··· Texte fourni

Introduction de la rédaction du Blog Pensée Libre

A l’heure où la passivité permet la généralisation des guerres et des interventions guerrières des puissances en crise chez plus faibles qu’elles, la question du rôle des travailleurs dans la reconstruction d’une politique démocratique à l’échelle nationale et internationale devient urgente. A un moment où les forces politiques et syndicales ayant prôné l’élaboration d’alternatives politiques face à l’épuisement du capitalisme se retrouvent elles-mêmes en crise, à cause du retour d’une « aristocratie ouvrière » et d’un « crétinisme parlementaire » qu’on avait déjà connus avant 1914. Avec les conséquences que l’on sait !

C’est dans ce contexte que nous [2] avons pensé qu’il faut écouter les réflexions et les analyses de notre collègue de rédaction, militant syndical international faites à l’occasion d’une conférence syndicale, en terme d’expérience historique et en terme d’analyse de la situation internationale.

Introduction de l’auteur

Luttes pour la paix, actions contre les guerres coloniales et l’impérialisme, solidarité internationaliste constituent depuis sa naissance des engagements fondateurs de la CGT. On n’aura de cesse de rappeler que la CGT est aussi née contre la guerre et qu’elle s’est transformée à travers son combat internationaliste tout au long du 20e siècle !

······
··· Informations extraites

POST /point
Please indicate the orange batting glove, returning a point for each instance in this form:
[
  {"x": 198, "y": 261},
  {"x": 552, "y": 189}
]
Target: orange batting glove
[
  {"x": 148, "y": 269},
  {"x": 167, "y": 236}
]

······

• **Liste des tâches**
A) Extrayez du texte le passage qui va de « Introduction de l’auteur » jusqu'à « du 20e siècle ! » inclus.
B) Réécrivez la liste en remplaçant « orange batting glove » par « red batting glove », sans rien modifier d'autre.
Le texte et la liste sont deux documents indépendants l'un de l'autre.

• **En réponse**
A)
Introduction de l’auteur

Luttes pour la paix, actions contre les guerres coloniales et l’impérialisme, solidarité internationaliste constituent depuis sa naissance des engagements fondateurs de la CGT. On n’aura de cesse de rappeler que la CGT est aussi née contre la guerre et qu’elle s’est transformée à travers son combat internationaliste tout au long du 20e siècle !

B)
POST /point
Please indicate the red batting glove, returning a point for each instance in this form:
[
  {"x": 198, "y": 261},
  {"x": 552, "y": 189}
]
Target: red batting glove
[
  {"x": 148, "y": 269},
  {"x": 167, "y": 236}
]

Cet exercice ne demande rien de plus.